__小問__.
「[tag] tinted windshield: a pin per instance」を含む行から始めてエントリの最後の行までを、指示の行も含めてもう一度書き出してもらえますか？その際、回答にある座標の数値すべてに46を足してください。

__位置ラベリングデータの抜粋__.
==================================================

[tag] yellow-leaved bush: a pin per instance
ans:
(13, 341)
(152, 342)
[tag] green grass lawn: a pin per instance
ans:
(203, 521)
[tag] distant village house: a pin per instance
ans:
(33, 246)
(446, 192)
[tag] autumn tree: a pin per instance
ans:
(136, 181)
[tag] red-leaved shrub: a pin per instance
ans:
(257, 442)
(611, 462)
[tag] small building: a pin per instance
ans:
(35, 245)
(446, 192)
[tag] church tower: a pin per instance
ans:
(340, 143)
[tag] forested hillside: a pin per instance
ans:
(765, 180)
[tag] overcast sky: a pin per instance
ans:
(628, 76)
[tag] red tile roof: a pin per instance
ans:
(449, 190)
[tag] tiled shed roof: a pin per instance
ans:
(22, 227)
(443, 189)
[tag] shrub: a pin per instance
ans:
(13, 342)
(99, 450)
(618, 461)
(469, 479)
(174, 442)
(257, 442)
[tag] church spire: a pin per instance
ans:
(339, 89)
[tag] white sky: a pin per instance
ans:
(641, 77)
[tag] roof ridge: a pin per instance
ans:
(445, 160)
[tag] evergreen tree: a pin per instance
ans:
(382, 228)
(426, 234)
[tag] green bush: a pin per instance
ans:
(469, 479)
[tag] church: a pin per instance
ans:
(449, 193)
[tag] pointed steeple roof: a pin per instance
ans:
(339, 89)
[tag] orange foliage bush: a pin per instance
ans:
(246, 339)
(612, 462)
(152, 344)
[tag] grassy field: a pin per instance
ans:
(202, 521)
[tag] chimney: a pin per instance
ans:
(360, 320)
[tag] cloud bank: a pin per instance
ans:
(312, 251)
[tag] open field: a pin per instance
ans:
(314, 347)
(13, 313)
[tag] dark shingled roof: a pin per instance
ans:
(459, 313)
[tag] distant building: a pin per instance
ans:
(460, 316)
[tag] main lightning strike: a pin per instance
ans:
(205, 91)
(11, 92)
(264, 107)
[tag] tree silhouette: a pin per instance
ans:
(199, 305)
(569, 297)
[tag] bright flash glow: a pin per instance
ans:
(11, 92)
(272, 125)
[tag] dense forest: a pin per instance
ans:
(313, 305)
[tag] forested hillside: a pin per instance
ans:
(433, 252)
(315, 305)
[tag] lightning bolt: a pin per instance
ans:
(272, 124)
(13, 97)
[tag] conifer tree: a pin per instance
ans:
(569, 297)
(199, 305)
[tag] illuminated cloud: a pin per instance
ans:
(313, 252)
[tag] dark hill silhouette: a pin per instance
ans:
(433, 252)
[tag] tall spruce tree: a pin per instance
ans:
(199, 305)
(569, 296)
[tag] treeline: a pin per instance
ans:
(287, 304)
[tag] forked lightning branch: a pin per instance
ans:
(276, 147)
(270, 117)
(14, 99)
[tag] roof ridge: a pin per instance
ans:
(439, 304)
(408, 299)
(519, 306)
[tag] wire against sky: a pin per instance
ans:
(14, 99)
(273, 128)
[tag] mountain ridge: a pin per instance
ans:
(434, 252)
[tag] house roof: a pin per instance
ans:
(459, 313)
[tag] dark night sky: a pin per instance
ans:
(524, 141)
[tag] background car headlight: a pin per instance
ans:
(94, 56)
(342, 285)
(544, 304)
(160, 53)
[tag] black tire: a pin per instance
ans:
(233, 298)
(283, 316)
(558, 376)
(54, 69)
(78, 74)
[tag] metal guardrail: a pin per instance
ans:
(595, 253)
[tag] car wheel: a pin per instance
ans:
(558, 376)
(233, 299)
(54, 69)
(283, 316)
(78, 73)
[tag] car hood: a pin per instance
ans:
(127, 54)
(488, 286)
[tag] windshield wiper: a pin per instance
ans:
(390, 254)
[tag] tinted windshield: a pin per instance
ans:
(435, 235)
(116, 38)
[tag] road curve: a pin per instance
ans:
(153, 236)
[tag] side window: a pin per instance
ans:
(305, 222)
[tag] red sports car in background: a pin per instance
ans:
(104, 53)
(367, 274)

==================================================

__正解__.
[tag] tinted windshield: a pin per instance
ans:
(481, 281)
(162, 84)
[tag] road curve: a pin per instance
ans:
(199, 282)
[tag] side window: a pin per instance
ans:
(351, 268)
[tag] red sports car in background: a pin per instance
ans:
(150, 99)
(413, 320)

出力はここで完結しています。